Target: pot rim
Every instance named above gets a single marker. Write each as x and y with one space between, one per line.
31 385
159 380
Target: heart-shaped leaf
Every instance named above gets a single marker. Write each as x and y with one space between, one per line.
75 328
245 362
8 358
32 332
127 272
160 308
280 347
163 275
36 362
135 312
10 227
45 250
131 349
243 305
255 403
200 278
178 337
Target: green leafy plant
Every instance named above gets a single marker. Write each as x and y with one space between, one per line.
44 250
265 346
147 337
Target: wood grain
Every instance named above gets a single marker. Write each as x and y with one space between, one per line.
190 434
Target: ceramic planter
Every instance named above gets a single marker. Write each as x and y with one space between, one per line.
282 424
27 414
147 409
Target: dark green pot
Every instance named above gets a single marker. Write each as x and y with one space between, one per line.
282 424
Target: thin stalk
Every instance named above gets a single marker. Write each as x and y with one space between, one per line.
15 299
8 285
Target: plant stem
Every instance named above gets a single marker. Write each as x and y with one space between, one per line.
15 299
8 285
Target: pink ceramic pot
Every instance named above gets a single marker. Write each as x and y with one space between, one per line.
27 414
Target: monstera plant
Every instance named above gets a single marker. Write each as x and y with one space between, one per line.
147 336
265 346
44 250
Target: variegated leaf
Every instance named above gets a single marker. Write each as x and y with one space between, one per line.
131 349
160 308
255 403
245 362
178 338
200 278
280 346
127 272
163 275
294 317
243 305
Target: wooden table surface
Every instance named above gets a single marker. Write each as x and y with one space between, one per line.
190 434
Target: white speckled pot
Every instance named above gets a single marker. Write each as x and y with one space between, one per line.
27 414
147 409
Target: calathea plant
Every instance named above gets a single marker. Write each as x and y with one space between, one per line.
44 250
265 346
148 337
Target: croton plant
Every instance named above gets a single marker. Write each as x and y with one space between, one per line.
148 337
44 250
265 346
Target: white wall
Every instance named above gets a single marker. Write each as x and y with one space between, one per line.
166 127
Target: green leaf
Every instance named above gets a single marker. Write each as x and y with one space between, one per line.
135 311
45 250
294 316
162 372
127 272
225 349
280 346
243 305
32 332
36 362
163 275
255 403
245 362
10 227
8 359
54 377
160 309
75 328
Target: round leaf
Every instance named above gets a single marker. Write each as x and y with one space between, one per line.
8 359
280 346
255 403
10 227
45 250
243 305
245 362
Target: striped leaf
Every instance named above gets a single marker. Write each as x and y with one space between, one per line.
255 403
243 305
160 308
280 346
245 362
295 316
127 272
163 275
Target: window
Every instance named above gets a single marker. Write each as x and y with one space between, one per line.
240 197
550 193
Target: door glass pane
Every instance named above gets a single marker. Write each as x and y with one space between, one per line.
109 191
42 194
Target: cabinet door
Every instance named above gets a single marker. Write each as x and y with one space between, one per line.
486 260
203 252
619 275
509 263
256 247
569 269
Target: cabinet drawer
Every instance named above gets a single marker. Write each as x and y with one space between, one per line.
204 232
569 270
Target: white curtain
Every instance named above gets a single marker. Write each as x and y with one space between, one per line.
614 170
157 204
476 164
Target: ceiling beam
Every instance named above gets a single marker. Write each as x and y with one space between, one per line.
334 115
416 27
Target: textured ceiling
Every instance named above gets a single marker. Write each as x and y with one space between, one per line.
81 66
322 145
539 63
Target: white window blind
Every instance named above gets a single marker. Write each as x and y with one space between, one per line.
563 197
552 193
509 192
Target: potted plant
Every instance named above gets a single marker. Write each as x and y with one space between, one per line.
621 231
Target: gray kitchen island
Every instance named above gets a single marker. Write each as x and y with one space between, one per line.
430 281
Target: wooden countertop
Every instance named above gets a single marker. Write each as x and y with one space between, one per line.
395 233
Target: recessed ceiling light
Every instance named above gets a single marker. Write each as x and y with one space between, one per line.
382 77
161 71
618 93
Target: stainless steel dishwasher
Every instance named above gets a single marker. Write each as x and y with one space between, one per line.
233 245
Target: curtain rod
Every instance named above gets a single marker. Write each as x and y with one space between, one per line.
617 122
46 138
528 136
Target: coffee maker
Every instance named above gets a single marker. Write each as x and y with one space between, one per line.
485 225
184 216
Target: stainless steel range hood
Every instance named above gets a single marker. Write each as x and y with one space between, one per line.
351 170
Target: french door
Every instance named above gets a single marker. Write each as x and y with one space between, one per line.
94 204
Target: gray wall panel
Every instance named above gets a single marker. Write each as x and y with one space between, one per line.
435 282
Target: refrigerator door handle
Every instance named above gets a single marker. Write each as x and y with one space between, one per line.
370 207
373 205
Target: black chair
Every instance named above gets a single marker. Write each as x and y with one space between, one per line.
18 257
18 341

┄┄┄┄┄┄

Begin with the line that contains "Target: ceiling beam" and set down each line exactly until the records above end, including the final line.

Target: ceiling beam
Every instance named above gets a single marker. Write each as x and y with one space between, one per line.
334 115
416 27
Target: textured ceiling
Every instance named above gets a single marker. Write each as x and y with one space between, one per line.
81 66
322 145
539 63
Target: white window blind
Every instance named above gets a single marker. Write each as x and y with one space between, one per line.
563 197
552 193
509 192
Target: potted plant
Every instance named above gets a single marker. Write each as x and y with one space between, one per line.
621 231
Target: gray kitchen island
Every instance named above gets a single marker. Write each as x and y with one space between, one per line.
430 281
Target: wooden countertop
Every instance named above gets a single marker. Write each as x and y with one space between, one per line.
395 233
Target: recessed ceiling light
Every instance named above gets a single marker. Write each as x and y with one space between, one per line.
382 77
161 71
618 93
Target: stainless steel dishwasher
Every instance named above gets a single marker. Write each as x and y with one space between, one per line.
233 245
Target: curtain rod
Every instance named above gets a single marker. Write each as x and y with one space between, one per line.
617 122
46 138
528 136
Target: coffee maker
Every instance named above gets a single marker. Write each as x and y with one space between, one per line.
485 225
184 216
Target: stainless steel range hood
Every instance named above gets a single marker. Write each as x and y with one space between, one per line.
351 170
Target: french door
Every instance named above gets a single marker. Write each as x and y with one space between, one per line.
94 204
Target: gray wall panel
Every instance named above gets a single marker. Write each as x and y with one space between, one per line.
435 282
Target: refrigerator door handle
Every instance named above gets a single marker. Write each as x and y with one space between, one per line.
370 207
373 205
Target: black chair
Every instance named above gets a single marker. Write each as x and y with one space between, one per line.
18 257
18 341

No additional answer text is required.